▸ **LISTED ENTRIES**:
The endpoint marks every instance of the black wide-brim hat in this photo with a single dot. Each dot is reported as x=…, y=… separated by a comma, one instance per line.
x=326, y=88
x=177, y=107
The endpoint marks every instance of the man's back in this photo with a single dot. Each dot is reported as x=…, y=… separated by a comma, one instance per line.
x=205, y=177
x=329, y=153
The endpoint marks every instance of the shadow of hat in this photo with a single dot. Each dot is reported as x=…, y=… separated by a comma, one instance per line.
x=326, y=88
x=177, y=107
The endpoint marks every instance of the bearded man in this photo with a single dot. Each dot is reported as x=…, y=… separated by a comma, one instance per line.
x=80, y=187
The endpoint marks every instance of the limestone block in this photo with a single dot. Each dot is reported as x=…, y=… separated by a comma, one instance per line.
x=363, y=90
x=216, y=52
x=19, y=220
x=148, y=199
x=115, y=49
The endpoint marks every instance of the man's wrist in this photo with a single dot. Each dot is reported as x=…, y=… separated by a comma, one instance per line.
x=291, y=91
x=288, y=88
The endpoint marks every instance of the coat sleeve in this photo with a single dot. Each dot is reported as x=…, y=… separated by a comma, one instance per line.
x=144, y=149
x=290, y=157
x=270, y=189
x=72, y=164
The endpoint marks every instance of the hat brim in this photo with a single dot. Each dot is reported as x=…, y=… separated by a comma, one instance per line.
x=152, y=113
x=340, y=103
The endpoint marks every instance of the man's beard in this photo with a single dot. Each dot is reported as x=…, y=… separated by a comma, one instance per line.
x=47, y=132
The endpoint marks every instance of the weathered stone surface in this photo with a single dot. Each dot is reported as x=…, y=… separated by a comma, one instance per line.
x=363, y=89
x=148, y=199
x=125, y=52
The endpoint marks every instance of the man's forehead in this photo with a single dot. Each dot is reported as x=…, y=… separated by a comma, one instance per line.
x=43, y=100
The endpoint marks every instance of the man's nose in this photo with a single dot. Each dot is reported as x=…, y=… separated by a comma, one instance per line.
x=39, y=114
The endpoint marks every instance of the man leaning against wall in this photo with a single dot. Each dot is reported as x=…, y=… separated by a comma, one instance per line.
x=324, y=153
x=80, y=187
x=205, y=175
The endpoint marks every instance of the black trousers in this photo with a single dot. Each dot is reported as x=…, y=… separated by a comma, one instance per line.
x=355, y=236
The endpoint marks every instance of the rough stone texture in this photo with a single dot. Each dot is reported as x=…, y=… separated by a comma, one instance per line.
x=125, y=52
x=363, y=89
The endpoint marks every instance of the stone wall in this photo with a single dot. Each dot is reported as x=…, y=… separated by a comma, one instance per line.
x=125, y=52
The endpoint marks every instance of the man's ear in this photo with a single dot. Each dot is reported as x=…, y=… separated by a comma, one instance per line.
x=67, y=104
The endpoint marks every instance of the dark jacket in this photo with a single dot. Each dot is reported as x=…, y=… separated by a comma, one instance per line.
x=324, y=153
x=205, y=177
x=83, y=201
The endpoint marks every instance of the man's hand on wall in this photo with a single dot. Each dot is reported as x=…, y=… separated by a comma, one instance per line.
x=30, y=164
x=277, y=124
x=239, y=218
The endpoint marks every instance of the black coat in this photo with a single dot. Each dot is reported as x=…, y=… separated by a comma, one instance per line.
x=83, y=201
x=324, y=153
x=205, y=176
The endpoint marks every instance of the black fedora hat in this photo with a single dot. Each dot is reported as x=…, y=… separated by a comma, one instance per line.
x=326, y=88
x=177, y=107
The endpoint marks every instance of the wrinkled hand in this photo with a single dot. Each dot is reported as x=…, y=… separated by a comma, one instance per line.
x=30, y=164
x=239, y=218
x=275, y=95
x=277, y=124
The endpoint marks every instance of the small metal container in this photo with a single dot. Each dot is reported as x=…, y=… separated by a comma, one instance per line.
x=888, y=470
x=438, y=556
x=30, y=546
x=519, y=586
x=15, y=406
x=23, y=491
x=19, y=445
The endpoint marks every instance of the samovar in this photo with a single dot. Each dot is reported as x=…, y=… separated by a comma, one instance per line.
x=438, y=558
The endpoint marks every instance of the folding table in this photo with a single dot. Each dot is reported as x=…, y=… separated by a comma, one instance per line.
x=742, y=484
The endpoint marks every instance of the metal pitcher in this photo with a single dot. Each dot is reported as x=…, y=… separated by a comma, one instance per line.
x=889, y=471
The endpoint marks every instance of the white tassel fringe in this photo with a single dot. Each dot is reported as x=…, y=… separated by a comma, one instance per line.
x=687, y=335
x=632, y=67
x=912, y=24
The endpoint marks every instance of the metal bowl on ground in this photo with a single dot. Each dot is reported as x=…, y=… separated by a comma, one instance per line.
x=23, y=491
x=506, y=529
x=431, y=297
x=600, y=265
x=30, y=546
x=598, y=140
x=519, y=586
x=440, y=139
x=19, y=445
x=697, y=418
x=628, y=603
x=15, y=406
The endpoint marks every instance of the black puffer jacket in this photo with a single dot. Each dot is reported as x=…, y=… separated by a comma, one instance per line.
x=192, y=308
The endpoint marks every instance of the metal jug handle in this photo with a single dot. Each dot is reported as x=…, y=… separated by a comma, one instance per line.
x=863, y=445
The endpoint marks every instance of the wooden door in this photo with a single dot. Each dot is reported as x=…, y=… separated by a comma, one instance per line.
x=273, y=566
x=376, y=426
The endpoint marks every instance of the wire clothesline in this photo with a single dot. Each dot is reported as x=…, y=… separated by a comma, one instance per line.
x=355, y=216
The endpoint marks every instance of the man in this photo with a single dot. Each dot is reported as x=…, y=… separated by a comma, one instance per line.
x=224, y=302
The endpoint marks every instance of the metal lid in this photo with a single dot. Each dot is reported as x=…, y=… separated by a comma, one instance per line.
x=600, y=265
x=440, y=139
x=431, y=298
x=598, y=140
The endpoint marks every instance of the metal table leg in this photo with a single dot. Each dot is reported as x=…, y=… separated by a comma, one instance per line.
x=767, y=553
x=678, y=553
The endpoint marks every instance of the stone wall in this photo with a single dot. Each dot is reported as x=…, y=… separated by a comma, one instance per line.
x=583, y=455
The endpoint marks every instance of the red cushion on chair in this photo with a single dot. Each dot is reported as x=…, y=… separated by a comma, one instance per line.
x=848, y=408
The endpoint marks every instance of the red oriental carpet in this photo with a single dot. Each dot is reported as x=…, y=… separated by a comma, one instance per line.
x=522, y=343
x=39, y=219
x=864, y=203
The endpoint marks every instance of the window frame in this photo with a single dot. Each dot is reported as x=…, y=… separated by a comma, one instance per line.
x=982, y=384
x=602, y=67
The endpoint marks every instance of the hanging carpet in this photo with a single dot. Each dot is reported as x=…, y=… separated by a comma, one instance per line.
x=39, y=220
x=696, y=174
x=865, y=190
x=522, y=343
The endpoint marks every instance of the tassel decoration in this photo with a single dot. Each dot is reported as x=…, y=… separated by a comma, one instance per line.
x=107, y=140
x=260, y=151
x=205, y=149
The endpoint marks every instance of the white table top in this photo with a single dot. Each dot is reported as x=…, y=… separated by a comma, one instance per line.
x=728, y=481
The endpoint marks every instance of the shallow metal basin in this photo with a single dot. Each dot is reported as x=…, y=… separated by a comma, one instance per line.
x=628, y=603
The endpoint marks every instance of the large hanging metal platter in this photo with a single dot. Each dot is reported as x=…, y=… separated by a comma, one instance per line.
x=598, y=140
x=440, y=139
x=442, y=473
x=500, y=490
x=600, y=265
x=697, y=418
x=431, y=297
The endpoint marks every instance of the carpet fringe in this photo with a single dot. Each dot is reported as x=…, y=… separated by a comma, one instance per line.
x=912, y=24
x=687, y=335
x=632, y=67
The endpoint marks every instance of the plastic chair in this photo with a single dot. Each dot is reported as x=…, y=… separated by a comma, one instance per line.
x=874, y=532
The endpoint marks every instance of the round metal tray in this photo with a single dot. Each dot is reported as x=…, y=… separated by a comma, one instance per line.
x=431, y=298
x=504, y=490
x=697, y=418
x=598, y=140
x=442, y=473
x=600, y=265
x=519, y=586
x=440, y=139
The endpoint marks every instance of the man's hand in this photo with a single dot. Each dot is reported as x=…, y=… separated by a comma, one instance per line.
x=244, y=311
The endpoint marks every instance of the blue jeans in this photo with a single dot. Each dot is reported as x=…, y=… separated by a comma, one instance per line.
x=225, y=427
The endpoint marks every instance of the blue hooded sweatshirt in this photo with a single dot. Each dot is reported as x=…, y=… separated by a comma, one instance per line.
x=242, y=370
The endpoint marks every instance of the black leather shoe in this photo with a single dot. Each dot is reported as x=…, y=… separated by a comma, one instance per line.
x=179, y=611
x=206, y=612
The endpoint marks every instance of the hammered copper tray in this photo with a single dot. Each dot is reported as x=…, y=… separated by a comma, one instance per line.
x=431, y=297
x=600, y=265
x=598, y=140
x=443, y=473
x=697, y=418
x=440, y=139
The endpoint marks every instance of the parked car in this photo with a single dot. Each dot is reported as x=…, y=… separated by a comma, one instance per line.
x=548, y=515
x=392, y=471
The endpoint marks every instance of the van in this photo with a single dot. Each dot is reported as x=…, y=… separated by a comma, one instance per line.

▸ **GOAL**:
Reproduce the records word for word, from their first line through the line containing "x=288, y=88", both included.

▸ **WRITTEN REPLY**:
The endpoint marks every instance of the black wide-brim hat in this photo with a single dot. Each dot is reported as x=…, y=… separated by a comma, one instance per line.
x=326, y=88
x=177, y=107
The endpoint marks every instance of the man's back in this photo with a single dot. Each dot is reported as x=…, y=… separated by a comma, one instance per line.
x=205, y=177
x=329, y=153
The endpoint marks every instance of the shadow of hat in this photo with a single dot. Each dot is reported as x=…, y=… separated by a comma, one instance per line.
x=326, y=88
x=177, y=107
The endpoint marks every instance of the bearded man in this photo with a single dot. Each dot is reported as x=…, y=… separated by a comma, one instance per line.
x=80, y=187
The endpoint marks every instance of the limestone block in this photo with a single dot. Each dot is reported as x=…, y=… separated by a comma, one instance per line.
x=363, y=90
x=216, y=52
x=19, y=220
x=148, y=199
x=115, y=49
The endpoint marks every instance of the man's wrist in this photo with a single dot. Each dot is reported as x=…, y=… separated by a comma, one instance per line.
x=291, y=91
x=288, y=88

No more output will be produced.